WHAT IS EXPECTED:
Copy every one of the records below, reproducing each line word for word with nothing changed.

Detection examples
--

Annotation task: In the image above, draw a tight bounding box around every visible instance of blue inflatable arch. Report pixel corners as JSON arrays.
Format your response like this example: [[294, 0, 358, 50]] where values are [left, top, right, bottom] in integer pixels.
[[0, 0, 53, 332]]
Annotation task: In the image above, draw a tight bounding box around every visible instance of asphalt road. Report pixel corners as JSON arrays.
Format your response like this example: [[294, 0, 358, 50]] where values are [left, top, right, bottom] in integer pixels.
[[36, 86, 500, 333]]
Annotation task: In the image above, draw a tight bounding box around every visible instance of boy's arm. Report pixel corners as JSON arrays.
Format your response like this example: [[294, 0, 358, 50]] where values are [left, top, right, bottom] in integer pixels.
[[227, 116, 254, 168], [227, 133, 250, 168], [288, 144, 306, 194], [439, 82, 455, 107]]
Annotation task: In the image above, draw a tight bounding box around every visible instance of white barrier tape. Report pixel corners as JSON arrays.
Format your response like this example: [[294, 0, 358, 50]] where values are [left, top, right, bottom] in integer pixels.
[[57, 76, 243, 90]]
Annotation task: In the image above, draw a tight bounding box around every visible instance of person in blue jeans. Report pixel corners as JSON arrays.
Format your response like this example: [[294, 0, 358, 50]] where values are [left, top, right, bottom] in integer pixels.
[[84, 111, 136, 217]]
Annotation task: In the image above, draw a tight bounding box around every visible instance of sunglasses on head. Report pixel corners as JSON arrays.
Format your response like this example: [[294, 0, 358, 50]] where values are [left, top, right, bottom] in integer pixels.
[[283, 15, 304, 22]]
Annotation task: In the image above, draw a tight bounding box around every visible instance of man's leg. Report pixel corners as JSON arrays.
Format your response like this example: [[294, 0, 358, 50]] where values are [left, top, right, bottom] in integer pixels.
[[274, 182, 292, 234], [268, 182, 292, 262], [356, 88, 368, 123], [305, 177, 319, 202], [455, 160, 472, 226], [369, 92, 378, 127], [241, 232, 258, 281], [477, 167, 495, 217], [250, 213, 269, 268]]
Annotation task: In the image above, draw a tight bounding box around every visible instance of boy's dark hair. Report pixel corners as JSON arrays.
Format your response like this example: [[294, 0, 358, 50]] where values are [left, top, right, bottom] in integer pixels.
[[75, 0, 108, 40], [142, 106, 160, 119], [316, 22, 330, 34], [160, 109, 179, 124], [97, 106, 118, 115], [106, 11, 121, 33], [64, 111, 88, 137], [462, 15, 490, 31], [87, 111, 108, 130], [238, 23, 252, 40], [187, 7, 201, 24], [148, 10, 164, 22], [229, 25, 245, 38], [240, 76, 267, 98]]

--

REPLY:
Annotation task: In the image above, draw a tight bounding box around every visible instance of blue inflatable arch. Report pixel corners as JSON arrays.
Format your response like this example: [[294, 0, 358, 50]] where values are [left, top, right, bottom] in integer pixels.
[[0, 0, 53, 332]]
Annotation task: In the image above, draw a tight bounding box around every visible instance of asphalt road. Report pixel corners as JSON arrays.
Format your response like this example: [[294, 0, 358, 50]] where values are [left, top, right, bottom] in integer pixels.
[[36, 86, 500, 333]]
Annotation task: In the image above, draw a tight bounding box around every visible instance of boy's arm. Report pixel corners as JSON arrays.
Format your response like this example: [[294, 0, 358, 50]] where values are [left, top, right, bottom] in integer pixels.
[[227, 116, 254, 168], [227, 133, 250, 168], [288, 144, 306, 194], [439, 82, 455, 107]]
Annotation task: In the image above, draw a tight bounding box around every visible instance of white barrier tape. Report pixel corners as JSON arrays.
Format your response like this example: [[294, 0, 358, 50]] where values are [left, top, right, bottom] in integer pixels.
[[57, 76, 243, 90]]
Annotation task: In the image above, draw a tight bounding box around every visible instance of person in blue jeans. Report pixel corners as JSON arrays.
Format your response like this example: [[294, 0, 358, 50]] where values are [left, top, right, bottom] in integer pixels.
[[84, 111, 136, 217]]
Annotation task: In the image above, draw a tight bounding box around every visible instance of sunglasses on head. Report pixel corners as JSON arrays.
Format your response like this example: [[294, 0, 358, 50]] where values are [left, top, right, bottom] in integer pixels.
[[283, 15, 304, 22]]
Annotation task: In the image above, draw a tight bounding box around every visible instance of man's leg. Report pixel corners as JSON arrays.
Format your response like this example: [[294, 0, 358, 50]] where values are [left, top, right, bottom] in integer pixels.
[[274, 182, 292, 234], [268, 182, 292, 262], [356, 88, 368, 123], [305, 177, 319, 202], [455, 160, 472, 226], [369, 92, 378, 127], [241, 232, 258, 281], [477, 167, 495, 217], [250, 213, 269, 268]]
Annotation task: In the image above, draw a tight bounding box around every visible instance of boy's dark hair. Report pixel corners as JSON arrays.
Format your response like this example: [[294, 0, 358, 50]] where values are [left, top, right, bottom] in integer pixels.
[[75, 0, 108, 40], [142, 106, 160, 119], [316, 22, 330, 34], [160, 109, 179, 124], [97, 106, 118, 115], [106, 11, 121, 33], [64, 111, 88, 137], [462, 15, 490, 31], [87, 111, 108, 130], [238, 23, 252, 40], [187, 7, 201, 24], [148, 10, 164, 22], [229, 25, 245, 38], [240, 76, 267, 98]]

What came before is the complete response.